>> START Provided entries

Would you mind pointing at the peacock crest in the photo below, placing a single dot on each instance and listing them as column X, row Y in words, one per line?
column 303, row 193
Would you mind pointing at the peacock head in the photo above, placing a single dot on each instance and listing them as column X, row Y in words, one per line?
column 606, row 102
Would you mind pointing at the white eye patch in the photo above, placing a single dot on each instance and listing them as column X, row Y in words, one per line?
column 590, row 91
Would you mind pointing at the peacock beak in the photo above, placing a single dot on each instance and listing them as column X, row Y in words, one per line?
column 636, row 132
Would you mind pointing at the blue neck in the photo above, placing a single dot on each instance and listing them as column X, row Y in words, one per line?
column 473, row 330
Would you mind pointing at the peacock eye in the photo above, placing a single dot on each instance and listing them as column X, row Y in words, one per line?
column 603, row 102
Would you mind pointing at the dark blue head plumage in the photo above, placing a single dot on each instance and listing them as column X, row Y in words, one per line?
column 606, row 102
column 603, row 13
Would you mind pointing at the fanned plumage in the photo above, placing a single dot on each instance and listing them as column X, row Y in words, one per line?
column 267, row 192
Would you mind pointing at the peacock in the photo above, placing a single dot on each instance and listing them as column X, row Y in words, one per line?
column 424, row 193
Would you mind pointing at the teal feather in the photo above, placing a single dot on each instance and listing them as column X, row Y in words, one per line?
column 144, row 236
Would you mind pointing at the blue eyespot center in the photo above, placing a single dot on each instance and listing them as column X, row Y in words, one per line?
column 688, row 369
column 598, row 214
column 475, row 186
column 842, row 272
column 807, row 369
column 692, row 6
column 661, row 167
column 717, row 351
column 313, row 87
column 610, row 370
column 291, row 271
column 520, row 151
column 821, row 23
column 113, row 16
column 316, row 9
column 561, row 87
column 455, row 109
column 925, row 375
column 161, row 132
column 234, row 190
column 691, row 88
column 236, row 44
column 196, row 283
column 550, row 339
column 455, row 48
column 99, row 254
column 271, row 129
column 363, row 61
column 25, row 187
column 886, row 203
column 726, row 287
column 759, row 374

>> END Provided entries

## Task to carry out
Lay out every non-blank line of the material above as a Markdown table with two columns, Row and Line, numbering the rows in order.

## Answer in full
| Row | Line |
|---|---|
| 1 | Would you mind pointing at the peacock crest in the photo below, placing a single dot on each instance and listing them as column X, row Y in words, one per line? |
| 2 | column 303, row 193 |
| 3 | Would you mind pointing at the peacock head in the photo above, placing a single dot on each instance and listing them as column X, row Y in words, one per line? |
| 4 | column 606, row 102 |
| 5 | Would you mind pointing at the white eye patch in the photo above, placing a single dot on each instance and listing them as column X, row Y in words, one per line? |
| 6 | column 590, row 91 |
| 7 | Would you mind pointing at the peacock beak in the photo above, placing a single dot on each instance and listing them as column X, row Y in words, one per line? |
| 8 | column 636, row 132 |
| 9 | Would you mind pointing at the blue neck in the photo above, placing a single dot on each instance and listing them as column X, row Y in words, one per line? |
| 10 | column 473, row 330 |
| 11 | Would you mind pointing at the peacock eye in the photo above, placing a single dot on each instance and listing them as column X, row Y in words, one per line? |
| 12 | column 603, row 102 |
| 13 | Would you mind pointing at the dark blue head plumage in the photo above, placing a single dot on each instance and listing them as column X, row Y in words, one per line? |
| 14 | column 606, row 102 |
| 15 | column 603, row 13 |
| 16 | Would you mind pointing at the fanned plumage in the photo above, placing a single dot on each instance and listing them as column X, row Y in words, one per line? |
| 17 | column 267, row 192 |
| 18 | Would you mind pointing at the peacock in the photo above, placing a single dot on each instance and listing them as column X, row Y in words, one per line? |
| 19 | column 424, row 193 |
| 20 | Would you mind pointing at the teal feather in the photo above, placing a single dot on each instance and listing them as column X, row Y in words, one per line? |
| 21 | column 144, row 236 |
| 22 | Would you mind pointing at the blue eyespot center in the photo above, placing a single dot on each instance and listing them as column X, row Y in words, one per line? |
| 23 | column 688, row 369 |
| 24 | column 598, row 214 |
| 25 | column 475, row 186 |
| 26 | column 842, row 272 |
| 27 | column 807, row 369 |
| 28 | column 692, row 6 |
| 29 | column 661, row 167 |
| 30 | column 717, row 351 |
| 31 | column 313, row 87 |
| 32 | column 610, row 370 |
| 33 | column 291, row 271 |
| 34 | column 520, row 151 |
| 35 | column 821, row 23 |
| 36 | column 113, row 16 |
| 37 | column 316, row 9 |
| 38 | column 561, row 87 |
| 39 | column 455, row 109 |
| 40 | column 925, row 375 |
| 41 | column 161, row 132 |
| 42 | column 234, row 190 |
| 43 | column 691, row 88 |
| 44 | column 236, row 44 |
| 45 | column 196, row 283 |
| 46 | column 550, row 339 |
| 47 | column 455, row 48 |
| 48 | column 99, row 254 |
| 49 | column 271, row 129 |
| 50 | column 363, row 61 |
| 51 | column 25, row 187 |
| 52 | column 886, row 203 |
| 53 | column 726, row 287 |
| 54 | column 759, row 374 |